__What is asked__
Rewrite the lines from the one containing "Check the image above for any treeline." through the one containing "[292,288,300,304]", changing "freight train" to "cargo train" and keeping everything else the same. Return only those lines.

::: Information shown :::

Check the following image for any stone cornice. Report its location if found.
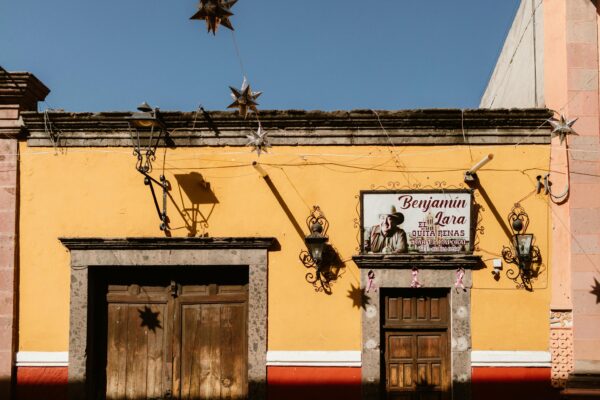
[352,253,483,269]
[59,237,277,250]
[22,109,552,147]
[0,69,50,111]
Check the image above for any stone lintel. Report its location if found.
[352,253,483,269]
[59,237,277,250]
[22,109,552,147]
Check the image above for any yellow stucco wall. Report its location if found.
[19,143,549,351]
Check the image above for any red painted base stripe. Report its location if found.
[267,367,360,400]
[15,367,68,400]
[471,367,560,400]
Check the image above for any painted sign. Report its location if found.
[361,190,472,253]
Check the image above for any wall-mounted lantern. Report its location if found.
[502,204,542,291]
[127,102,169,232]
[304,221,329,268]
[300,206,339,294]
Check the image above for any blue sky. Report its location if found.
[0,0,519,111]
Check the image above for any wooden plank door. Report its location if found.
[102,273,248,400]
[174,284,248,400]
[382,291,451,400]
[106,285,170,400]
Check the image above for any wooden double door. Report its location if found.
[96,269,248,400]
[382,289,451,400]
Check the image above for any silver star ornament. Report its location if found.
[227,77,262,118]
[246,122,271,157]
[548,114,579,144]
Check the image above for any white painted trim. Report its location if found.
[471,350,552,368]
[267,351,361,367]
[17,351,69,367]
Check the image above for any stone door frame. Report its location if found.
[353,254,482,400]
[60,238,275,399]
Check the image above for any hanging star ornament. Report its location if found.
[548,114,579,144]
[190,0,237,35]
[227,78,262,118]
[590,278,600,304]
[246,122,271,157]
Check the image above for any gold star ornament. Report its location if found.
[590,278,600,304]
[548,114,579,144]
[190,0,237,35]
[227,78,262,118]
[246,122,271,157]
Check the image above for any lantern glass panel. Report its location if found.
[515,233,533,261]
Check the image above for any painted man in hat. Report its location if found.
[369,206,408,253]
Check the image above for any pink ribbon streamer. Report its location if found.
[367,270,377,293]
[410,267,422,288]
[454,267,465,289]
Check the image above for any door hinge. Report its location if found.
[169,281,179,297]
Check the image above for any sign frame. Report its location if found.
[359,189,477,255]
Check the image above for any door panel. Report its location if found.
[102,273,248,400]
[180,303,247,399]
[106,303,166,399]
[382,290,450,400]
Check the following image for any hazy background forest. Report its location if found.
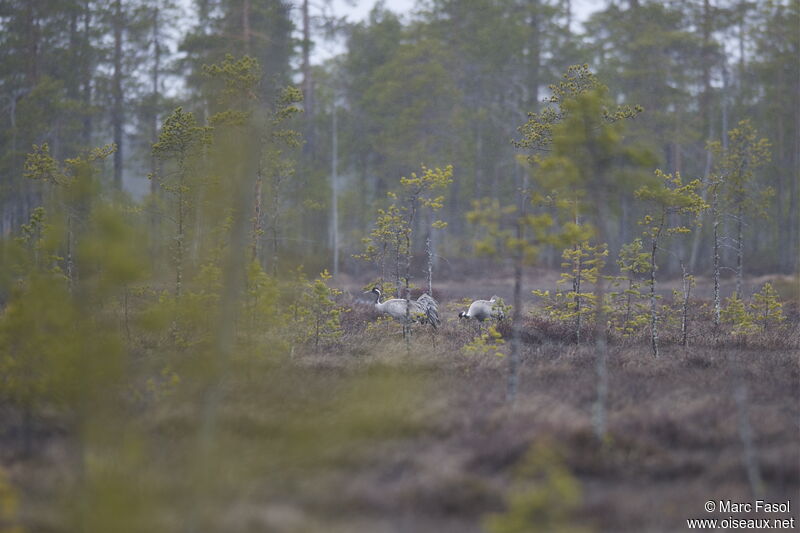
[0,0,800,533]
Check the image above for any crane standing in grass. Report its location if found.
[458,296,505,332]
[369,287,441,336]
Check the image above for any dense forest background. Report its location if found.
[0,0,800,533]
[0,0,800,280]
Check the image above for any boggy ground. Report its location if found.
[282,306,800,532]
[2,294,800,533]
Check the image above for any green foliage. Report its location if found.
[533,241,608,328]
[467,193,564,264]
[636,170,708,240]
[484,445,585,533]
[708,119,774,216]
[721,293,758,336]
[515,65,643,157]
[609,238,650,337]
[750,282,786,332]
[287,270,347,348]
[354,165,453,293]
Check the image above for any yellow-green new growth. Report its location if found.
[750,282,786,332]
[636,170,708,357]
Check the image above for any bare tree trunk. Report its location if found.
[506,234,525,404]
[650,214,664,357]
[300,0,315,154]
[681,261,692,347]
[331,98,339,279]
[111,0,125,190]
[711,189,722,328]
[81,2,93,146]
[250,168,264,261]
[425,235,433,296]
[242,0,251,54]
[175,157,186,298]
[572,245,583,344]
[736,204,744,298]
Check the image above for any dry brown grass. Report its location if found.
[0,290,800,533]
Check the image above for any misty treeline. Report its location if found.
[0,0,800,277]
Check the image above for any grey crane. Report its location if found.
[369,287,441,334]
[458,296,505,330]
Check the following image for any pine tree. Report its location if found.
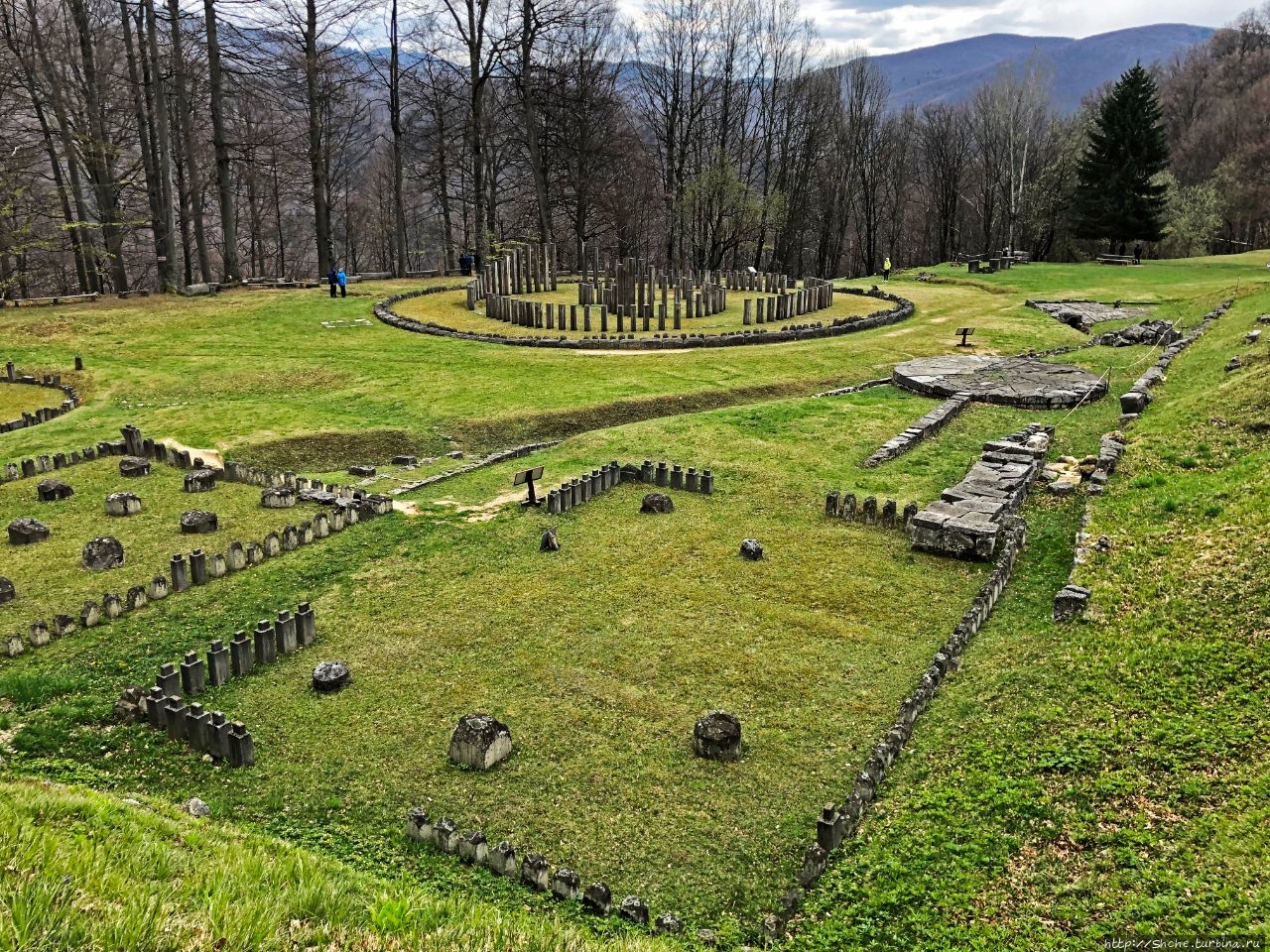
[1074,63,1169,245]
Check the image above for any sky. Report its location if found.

:::
::: Information shown :::

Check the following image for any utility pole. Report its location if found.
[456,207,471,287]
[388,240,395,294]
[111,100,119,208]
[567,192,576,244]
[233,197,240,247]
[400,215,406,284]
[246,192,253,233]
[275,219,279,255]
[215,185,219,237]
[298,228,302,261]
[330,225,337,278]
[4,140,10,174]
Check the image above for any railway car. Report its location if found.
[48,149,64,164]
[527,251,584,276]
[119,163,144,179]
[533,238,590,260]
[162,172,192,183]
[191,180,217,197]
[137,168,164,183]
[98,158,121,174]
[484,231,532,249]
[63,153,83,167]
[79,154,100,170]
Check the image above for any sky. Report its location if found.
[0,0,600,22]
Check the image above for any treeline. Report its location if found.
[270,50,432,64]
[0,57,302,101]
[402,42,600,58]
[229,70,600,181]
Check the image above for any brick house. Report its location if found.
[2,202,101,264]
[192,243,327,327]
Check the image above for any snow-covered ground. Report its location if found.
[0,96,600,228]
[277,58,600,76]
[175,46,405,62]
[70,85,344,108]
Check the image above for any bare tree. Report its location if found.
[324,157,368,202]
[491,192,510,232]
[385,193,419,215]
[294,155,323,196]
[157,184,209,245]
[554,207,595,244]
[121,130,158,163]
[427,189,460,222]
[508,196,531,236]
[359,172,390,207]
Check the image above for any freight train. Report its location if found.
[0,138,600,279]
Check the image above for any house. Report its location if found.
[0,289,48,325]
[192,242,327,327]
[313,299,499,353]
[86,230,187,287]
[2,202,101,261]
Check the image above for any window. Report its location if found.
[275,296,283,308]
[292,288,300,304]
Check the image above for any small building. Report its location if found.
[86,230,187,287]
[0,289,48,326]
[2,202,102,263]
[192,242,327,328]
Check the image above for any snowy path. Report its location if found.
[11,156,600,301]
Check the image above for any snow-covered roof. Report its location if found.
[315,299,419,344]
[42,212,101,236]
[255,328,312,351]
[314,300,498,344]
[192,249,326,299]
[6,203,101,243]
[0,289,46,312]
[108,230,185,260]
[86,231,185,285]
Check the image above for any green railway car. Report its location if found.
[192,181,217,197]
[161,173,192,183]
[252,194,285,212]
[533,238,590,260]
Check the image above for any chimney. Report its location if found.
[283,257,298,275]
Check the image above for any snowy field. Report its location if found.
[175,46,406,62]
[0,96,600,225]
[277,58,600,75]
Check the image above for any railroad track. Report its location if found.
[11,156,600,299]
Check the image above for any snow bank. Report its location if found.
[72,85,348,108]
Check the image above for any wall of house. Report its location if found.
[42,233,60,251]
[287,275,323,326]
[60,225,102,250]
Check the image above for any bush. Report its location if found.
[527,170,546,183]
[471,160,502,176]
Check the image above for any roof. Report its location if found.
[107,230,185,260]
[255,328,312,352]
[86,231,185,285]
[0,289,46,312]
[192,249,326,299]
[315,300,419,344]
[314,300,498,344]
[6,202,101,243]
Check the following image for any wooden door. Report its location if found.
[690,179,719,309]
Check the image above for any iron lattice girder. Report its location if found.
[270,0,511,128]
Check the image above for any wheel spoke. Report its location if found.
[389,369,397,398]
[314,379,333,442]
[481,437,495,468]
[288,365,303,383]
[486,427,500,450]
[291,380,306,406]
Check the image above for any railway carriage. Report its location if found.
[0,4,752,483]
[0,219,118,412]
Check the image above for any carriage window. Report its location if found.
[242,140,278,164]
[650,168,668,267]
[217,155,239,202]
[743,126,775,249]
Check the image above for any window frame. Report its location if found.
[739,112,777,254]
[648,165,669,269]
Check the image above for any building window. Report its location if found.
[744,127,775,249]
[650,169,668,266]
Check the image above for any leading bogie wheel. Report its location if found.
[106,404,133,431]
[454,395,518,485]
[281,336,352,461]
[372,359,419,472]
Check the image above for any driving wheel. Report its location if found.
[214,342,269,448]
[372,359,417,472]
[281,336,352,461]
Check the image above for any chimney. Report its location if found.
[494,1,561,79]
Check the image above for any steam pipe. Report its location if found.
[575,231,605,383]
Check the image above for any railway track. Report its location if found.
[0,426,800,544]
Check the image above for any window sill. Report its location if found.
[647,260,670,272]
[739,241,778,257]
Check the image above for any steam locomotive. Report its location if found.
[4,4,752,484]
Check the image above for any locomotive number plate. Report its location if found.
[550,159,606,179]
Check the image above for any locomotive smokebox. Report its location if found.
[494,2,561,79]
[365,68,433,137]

:::
::: Information shown :::

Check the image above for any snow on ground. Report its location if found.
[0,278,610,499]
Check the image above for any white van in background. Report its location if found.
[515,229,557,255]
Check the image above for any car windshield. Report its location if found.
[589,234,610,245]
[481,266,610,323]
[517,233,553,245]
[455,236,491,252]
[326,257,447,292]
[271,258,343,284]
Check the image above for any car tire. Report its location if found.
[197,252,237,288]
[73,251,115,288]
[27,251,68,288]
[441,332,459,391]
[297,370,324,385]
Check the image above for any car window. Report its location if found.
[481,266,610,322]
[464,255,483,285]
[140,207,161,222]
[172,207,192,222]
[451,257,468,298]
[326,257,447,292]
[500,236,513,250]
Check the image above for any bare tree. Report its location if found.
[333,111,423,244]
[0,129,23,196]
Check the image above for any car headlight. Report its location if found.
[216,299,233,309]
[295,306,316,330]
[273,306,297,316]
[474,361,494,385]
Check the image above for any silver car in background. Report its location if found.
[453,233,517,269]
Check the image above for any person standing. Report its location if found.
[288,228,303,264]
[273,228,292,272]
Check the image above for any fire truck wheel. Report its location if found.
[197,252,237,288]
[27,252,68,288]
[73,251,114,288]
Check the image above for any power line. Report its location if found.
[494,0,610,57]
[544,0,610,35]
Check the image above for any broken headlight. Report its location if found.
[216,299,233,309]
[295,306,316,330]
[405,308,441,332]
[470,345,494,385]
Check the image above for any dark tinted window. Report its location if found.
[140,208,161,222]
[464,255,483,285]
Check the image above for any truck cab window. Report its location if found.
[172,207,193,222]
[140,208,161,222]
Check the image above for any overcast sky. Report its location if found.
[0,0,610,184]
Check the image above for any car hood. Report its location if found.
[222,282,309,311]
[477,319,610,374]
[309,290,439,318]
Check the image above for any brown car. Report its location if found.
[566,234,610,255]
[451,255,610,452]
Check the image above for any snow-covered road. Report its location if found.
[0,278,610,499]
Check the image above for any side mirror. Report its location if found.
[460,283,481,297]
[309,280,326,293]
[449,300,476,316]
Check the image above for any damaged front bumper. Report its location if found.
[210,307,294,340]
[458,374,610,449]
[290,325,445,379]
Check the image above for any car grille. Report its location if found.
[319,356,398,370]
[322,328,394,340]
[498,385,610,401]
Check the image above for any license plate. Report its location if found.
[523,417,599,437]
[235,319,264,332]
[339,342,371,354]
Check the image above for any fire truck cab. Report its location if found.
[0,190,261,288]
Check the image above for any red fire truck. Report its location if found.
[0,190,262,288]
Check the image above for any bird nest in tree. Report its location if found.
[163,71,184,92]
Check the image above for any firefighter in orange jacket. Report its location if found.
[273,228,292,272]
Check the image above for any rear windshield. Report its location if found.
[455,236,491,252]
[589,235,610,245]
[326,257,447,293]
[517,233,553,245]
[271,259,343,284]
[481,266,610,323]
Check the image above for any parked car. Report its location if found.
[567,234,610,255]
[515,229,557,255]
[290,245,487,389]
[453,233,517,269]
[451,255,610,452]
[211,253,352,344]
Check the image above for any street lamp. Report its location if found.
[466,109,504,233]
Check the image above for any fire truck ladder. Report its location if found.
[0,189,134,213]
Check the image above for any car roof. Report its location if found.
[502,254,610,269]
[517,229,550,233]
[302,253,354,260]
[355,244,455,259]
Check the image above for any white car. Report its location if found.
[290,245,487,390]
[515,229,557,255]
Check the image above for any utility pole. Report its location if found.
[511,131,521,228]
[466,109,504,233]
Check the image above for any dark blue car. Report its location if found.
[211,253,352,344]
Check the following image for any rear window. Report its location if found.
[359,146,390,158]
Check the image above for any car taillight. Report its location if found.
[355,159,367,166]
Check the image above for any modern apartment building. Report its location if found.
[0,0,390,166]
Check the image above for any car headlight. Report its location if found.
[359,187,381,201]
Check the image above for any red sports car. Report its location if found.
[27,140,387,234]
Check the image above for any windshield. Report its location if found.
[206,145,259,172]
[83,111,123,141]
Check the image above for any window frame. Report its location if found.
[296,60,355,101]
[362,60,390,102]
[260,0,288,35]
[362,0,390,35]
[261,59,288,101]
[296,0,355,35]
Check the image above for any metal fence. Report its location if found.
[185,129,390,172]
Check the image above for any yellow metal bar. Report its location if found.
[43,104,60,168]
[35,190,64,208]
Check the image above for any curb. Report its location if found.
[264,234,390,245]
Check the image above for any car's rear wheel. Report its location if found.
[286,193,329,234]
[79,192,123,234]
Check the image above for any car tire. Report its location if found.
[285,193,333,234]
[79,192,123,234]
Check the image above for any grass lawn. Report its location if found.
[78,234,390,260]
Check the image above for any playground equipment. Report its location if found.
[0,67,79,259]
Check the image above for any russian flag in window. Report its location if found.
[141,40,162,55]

:::

__Solution for this exercise__
Check the image above for any treeline. Report its location if found.
[270,50,432,64]
[0,57,302,101]
[402,42,600,58]
[229,70,600,181]
Check the image above for any brick house. Report its location if found.
[2,202,101,264]
[192,243,327,327]
Check the image above for any snow-covered ground. Report its location if found.
[0,96,600,228]
[277,58,600,76]
[175,46,405,62]
[70,85,344,108]
Check the image above for any bare tree. Report its location if found.
[324,157,368,202]
[491,192,510,232]
[385,193,419,215]
[294,155,323,196]
[157,184,209,245]
[554,207,595,244]
[121,130,158,163]
[427,189,460,222]
[508,196,531,236]
[359,172,390,207]
Check the image above for any cargo train. Report its location if found.
[0,138,600,279]
Check the image above for any house. Report its location if found.
[0,289,48,325]
[192,242,327,327]
[313,299,499,353]
[86,230,187,287]
[2,202,101,261]
Check the image above for any window. Report its location if found.
[275,296,283,308]
[292,288,300,304]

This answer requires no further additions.